— start of Extracted records —
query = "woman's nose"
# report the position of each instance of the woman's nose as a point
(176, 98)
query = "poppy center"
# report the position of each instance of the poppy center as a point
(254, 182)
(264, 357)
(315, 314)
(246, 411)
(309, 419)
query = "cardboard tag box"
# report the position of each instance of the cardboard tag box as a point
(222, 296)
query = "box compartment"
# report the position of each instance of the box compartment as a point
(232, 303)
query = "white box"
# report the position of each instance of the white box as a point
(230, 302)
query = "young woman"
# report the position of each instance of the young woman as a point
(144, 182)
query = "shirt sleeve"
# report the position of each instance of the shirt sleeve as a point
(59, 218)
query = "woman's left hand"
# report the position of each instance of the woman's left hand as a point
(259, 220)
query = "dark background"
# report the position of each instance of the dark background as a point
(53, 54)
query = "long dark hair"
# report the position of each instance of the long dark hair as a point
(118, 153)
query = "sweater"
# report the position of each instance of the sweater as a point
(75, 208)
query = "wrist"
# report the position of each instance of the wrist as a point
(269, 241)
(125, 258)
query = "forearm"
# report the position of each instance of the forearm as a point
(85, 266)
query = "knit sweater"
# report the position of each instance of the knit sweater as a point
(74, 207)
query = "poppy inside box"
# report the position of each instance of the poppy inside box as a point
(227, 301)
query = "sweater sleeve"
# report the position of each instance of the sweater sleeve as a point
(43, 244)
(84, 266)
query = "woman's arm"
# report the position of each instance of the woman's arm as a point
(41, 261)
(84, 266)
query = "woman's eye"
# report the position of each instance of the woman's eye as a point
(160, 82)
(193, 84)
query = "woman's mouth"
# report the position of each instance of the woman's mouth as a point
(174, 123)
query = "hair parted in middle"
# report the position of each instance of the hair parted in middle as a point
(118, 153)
— end of Extracted records —
— start of Extracted records —
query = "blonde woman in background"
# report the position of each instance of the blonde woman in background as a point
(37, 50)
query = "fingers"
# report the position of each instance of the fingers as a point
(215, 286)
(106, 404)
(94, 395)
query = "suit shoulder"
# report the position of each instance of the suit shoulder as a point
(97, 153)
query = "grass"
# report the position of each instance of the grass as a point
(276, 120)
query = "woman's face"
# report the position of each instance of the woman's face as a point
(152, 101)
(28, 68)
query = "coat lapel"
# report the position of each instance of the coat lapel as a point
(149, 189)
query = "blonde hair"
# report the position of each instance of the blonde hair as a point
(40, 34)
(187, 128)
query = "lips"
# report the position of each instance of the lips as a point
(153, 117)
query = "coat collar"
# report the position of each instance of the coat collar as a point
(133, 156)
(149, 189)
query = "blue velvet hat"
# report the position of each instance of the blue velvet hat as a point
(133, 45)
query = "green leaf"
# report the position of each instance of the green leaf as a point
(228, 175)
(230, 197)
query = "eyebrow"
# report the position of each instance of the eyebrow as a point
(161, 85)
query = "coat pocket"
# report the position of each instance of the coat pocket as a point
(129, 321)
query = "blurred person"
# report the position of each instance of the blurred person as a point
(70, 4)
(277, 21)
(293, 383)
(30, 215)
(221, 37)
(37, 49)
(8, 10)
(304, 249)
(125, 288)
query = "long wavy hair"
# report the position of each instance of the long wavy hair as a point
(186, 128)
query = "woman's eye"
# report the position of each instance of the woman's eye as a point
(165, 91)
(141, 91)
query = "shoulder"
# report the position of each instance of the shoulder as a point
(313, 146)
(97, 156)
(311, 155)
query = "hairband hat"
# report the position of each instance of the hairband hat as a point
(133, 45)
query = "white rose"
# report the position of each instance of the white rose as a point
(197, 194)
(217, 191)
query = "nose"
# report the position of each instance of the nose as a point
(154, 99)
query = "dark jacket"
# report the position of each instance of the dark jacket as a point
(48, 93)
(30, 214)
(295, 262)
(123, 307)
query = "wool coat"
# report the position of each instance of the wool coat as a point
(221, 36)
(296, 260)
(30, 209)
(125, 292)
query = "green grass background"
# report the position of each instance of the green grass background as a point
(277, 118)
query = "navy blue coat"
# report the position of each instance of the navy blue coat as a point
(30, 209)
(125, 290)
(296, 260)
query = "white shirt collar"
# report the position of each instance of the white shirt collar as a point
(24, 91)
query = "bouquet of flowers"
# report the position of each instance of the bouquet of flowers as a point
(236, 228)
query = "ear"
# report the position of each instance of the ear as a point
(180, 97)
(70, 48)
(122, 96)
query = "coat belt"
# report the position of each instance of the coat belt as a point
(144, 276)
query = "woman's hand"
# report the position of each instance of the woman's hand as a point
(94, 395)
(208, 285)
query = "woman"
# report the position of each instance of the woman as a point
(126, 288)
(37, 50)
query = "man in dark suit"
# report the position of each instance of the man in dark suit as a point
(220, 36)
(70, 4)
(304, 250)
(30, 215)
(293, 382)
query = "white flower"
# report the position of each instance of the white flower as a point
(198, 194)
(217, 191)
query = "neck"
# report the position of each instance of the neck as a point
— end of Extracted records —
— start of Extracted records —
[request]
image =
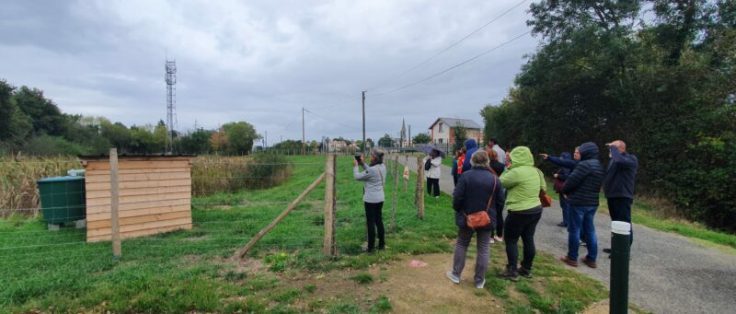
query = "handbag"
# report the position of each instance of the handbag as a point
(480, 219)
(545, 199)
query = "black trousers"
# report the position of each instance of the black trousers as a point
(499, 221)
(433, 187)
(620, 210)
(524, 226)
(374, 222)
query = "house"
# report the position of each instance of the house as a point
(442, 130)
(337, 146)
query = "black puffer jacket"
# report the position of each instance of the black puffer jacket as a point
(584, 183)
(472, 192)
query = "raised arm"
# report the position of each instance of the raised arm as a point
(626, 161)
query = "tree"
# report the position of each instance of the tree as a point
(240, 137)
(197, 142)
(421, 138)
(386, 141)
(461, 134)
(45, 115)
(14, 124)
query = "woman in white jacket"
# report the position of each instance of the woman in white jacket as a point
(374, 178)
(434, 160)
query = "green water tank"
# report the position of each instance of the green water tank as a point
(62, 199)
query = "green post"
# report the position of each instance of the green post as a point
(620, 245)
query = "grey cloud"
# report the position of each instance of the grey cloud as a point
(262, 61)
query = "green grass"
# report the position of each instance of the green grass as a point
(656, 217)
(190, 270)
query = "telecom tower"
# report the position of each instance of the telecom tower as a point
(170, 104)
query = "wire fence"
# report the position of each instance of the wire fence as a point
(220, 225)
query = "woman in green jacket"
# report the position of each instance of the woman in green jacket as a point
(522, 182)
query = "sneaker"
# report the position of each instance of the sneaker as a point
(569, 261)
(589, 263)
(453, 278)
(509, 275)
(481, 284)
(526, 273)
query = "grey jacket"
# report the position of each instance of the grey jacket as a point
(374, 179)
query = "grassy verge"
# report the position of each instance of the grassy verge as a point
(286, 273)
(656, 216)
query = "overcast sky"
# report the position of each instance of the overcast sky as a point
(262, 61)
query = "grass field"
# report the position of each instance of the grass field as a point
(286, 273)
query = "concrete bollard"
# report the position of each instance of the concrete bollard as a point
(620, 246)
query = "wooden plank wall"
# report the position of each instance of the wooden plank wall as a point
— end of Extracted records —
(Task details): State how many lines in the data contain the string "compartment", with case counting, and give only that number.

(The completed task): 2